_Written problem_: The data below should be restated word for word, with every picture omitted.

--- start ---

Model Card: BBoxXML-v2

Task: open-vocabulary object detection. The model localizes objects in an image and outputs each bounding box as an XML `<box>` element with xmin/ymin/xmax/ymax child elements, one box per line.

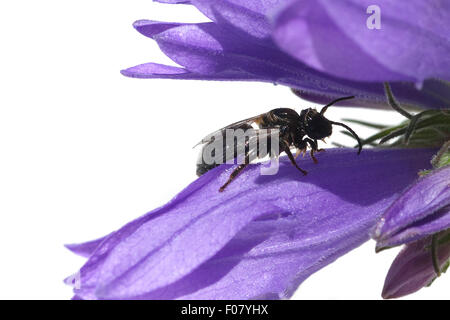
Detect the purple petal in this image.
<box><xmin>66</xmin><ymin>149</ymin><xmax>433</xmax><ymax>299</ymax></box>
<box><xmin>374</xmin><ymin>166</ymin><xmax>450</xmax><ymax>248</ymax></box>
<box><xmin>122</xmin><ymin>20</ymin><xmax>450</xmax><ymax>108</ymax></box>
<box><xmin>382</xmin><ymin>238</ymin><xmax>450</xmax><ymax>299</ymax></box>
<box><xmin>65</xmin><ymin>234</ymin><xmax>111</xmax><ymax>258</ymax></box>
<box><xmin>157</xmin><ymin>0</ymin><xmax>286</xmax><ymax>39</ymax></box>
<box><xmin>273</xmin><ymin>0</ymin><xmax>450</xmax><ymax>82</ymax></box>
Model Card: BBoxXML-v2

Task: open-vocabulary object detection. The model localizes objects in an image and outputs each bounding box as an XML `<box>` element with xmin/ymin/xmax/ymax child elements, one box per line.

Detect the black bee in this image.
<box><xmin>197</xmin><ymin>96</ymin><xmax>362</xmax><ymax>192</ymax></box>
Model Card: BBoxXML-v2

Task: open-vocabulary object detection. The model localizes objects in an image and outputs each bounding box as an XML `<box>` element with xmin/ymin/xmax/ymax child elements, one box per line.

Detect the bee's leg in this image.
<box><xmin>284</xmin><ymin>148</ymin><xmax>308</xmax><ymax>176</ymax></box>
<box><xmin>219</xmin><ymin>161</ymin><xmax>248</xmax><ymax>192</ymax></box>
<box><xmin>305</xmin><ymin>138</ymin><xmax>325</xmax><ymax>164</ymax></box>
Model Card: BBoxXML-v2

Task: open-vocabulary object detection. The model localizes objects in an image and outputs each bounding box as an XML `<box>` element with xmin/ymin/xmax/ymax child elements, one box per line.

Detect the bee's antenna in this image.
<box><xmin>328</xmin><ymin>120</ymin><xmax>362</xmax><ymax>154</ymax></box>
<box><xmin>320</xmin><ymin>96</ymin><xmax>355</xmax><ymax>115</ymax></box>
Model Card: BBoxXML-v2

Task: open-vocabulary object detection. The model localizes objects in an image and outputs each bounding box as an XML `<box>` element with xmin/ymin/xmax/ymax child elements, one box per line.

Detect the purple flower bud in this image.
<box><xmin>373</xmin><ymin>166</ymin><xmax>450</xmax><ymax>249</ymax></box>
<box><xmin>382</xmin><ymin>237</ymin><xmax>450</xmax><ymax>299</ymax></box>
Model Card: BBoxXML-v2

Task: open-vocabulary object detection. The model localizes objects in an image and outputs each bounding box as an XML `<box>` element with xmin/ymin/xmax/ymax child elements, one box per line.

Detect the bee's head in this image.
<box><xmin>300</xmin><ymin>108</ymin><xmax>333</xmax><ymax>140</ymax></box>
<box><xmin>300</xmin><ymin>96</ymin><xmax>362</xmax><ymax>154</ymax></box>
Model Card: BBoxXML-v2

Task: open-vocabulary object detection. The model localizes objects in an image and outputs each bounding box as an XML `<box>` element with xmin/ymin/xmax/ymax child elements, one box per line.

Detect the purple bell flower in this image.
<box><xmin>374</xmin><ymin>166</ymin><xmax>450</xmax><ymax>298</ymax></box>
<box><xmin>122</xmin><ymin>0</ymin><xmax>450</xmax><ymax>109</ymax></box>
<box><xmin>67</xmin><ymin>149</ymin><xmax>433</xmax><ymax>299</ymax></box>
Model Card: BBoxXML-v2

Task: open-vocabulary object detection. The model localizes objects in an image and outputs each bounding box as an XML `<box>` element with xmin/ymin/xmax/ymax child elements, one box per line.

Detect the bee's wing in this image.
<box><xmin>194</xmin><ymin>113</ymin><xmax>264</xmax><ymax>148</ymax></box>
<box><xmin>200</xmin><ymin>128</ymin><xmax>279</xmax><ymax>164</ymax></box>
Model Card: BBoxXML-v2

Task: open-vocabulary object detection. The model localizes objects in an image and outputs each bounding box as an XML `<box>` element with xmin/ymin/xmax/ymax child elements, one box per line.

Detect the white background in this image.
<box><xmin>0</xmin><ymin>0</ymin><xmax>450</xmax><ymax>299</ymax></box>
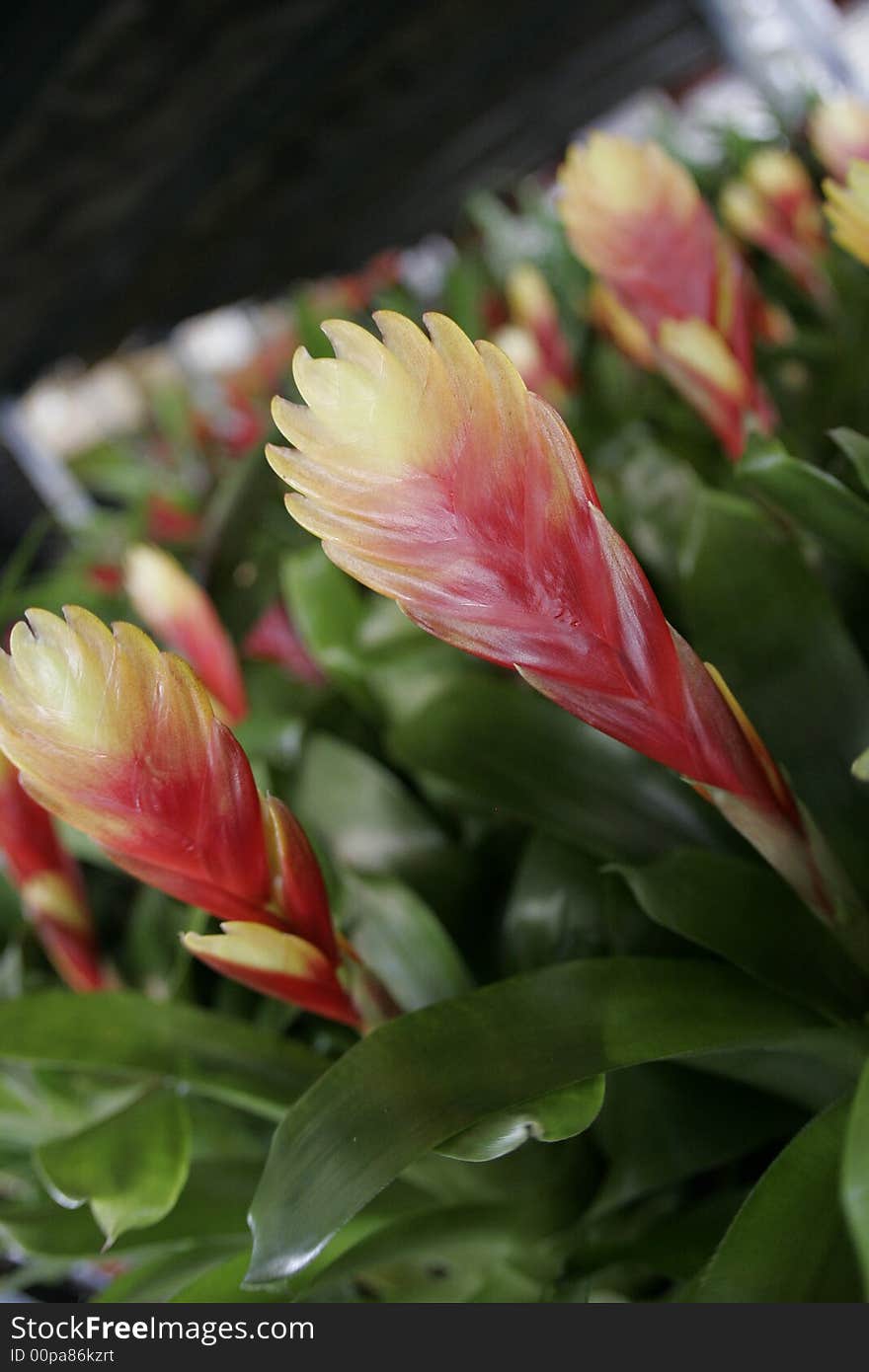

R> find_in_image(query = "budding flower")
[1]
[559,133,771,458]
[497,262,575,406]
[242,601,325,686]
[125,543,247,724]
[0,606,358,1023]
[824,161,869,267]
[721,148,830,302]
[267,312,862,944]
[0,753,107,991]
[809,95,869,181]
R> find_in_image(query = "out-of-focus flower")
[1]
[721,148,830,302]
[809,95,869,181]
[267,312,862,938]
[85,563,123,595]
[824,162,869,267]
[147,495,200,543]
[0,606,359,1024]
[0,753,109,991]
[182,921,358,1025]
[125,543,247,724]
[242,601,325,686]
[496,262,575,406]
[559,133,771,458]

--- end ---

_Solution_:
Model Card: BBoxXML-v2

Task: open-vocabulary object detection. The model localizes objects in an image and outputs each bounding box as an XML `<box>` element with xmin/ymin/xmax/ymax child elements, one box per line.

Detect the purple petal in this image.
<box><xmin>66</xmin><ymin>149</ymin><xmax>433</xmax><ymax>299</ymax></box>
<box><xmin>374</xmin><ymin>166</ymin><xmax>450</xmax><ymax>248</ymax></box>
<box><xmin>122</xmin><ymin>20</ymin><xmax>450</xmax><ymax>108</ymax></box>
<box><xmin>382</xmin><ymin>238</ymin><xmax>450</xmax><ymax>299</ymax></box>
<box><xmin>65</xmin><ymin>234</ymin><xmax>111</xmax><ymax>258</ymax></box>
<box><xmin>157</xmin><ymin>0</ymin><xmax>286</xmax><ymax>39</ymax></box>
<box><xmin>273</xmin><ymin>0</ymin><xmax>450</xmax><ymax>82</ymax></box>
Model Card: BBoxXML-v2

Task: open-vocabulary object detection. The model localizes objects in an image and outputs each bounding box as an XML `<box>` element with xmin/ymin/xmax/ymax child elements, one box per line.

Detect the black bee in this image.
<box><xmin>197</xmin><ymin>96</ymin><xmax>362</xmax><ymax>192</ymax></box>
Model Card: BBoxXML-v2

Task: open-vocabulary object detection. The model localizes objects in an image and outputs each bounding box as an XML `<box>` element with xmin/ymin/xmax/ymax child elements, one box per line.

Detect the bee's leg in this image.
<box><xmin>284</xmin><ymin>148</ymin><xmax>308</xmax><ymax>176</ymax></box>
<box><xmin>219</xmin><ymin>161</ymin><xmax>248</xmax><ymax>192</ymax></box>
<box><xmin>305</xmin><ymin>138</ymin><xmax>325</xmax><ymax>164</ymax></box>
Model Card: BBoxXML-v2

Task: open-vocabulary object detection. The model localizes objects in an image and outputs each bounding box as an XML `<box>` element with xmin/ymin/xmax/ymax child elements, one box per line.

Detect the bee's antenna in this image.
<box><xmin>328</xmin><ymin>120</ymin><xmax>362</xmax><ymax>154</ymax></box>
<box><xmin>320</xmin><ymin>96</ymin><xmax>355</xmax><ymax>115</ymax></box>
Model Card: BBoxXML-v2

Task: open-vocabulary object detection. The model localizes objects in an image and outputs each bounding box as an XML `<box>` element with xmin/ymin/xmax/ymax child elements, one box per line.

Detect the purple flower bud in this image.
<box><xmin>373</xmin><ymin>166</ymin><xmax>450</xmax><ymax>249</ymax></box>
<box><xmin>382</xmin><ymin>237</ymin><xmax>450</xmax><ymax>299</ymax></box>
Model Card: BBoxXML-v2

Task: open-vocabulary object detection. The model localizes objects in an image and outputs each bounding box as an XML `<box>` element with xmin/ymin/xmax/ymax child elements, one box per line.

Detect the bee's head in this image.
<box><xmin>300</xmin><ymin>108</ymin><xmax>333</xmax><ymax>140</ymax></box>
<box><xmin>300</xmin><ymin>96</ymin><xmax>362</xmax><ymax>154</ymax></box>
Model Card: BBoxXML-v2

Task: open-vocabulary object detection. The model localizes objects in an image and outputs each bounding box as an XML `<box>` element with xmin/ymin/xmax/ymax child elements, one box per line.

Detect the purple bell flower in this image.
<box><xmin>374</xmin><ymin>166</ymin><xmax>450</xmax><ymax>298</ymax></box>
<box><xmin>122</xmin><ymin>0</ymin><xmax>450</xmax><ymax>109</ymax></box>
<box><xmin>67</xmin><ymin>149</ymin><xmax>433</xmax><ymax>299</ymax></box>
Model Card: BBoxXML-v2

Task: open-vocabulary object detection. The model localizes objects in an image and outputs each bounding box as an XML `<box>` element with xmin/ymin/xmax/ymax child elements, one box per line.

Detect the bee's wing in this image.
<box><xmin>194</xmin><ymin>113</ymin><xmax>264</xmax><ymax>148</ymax></box>
<box><xmin>200</xmin><ymin>128</ymin><xmax>279</xmax><ymax>164</ymax></box>
Model Card: BBoxXML-v2

Task: open-vocabulary object detection. The model localizes objects in an image and outputs each bounding box as an XML `<box>` element with xmin/ymin/xmax/ymax child elements, one box per line.

Detect the white background in this image.
<box><xmin>0</xmin><ymin>0</ymin><xmax>450</xmax><ymax>299</ymax></box>

R> find_in_image(query = "budding flower")
[1]
[559,133,771,458]
[497,262,575,406]
[242,601,325,686]
[125,543,247,724]
[0,606,358,1023]
[824,161,869,267]
[721,148,830,302]
[267,312,862,944]
[0,753,107,991]
[809,95,869,181]
R> find_in_image(query = "out-of-focus flower")
[1]
[721,148,830,302]
[809,95,869,181]
[267,312,862,938]
[85,563,123,595]
[824,162,869,267]
[147,495,200,543]
[0,606,359,1024]
[0,753,109,991]
[182,921,358,1025]
[125,543,247,724]
[242,601,325,686]
[496,262,575,406]
[559,133,771,458]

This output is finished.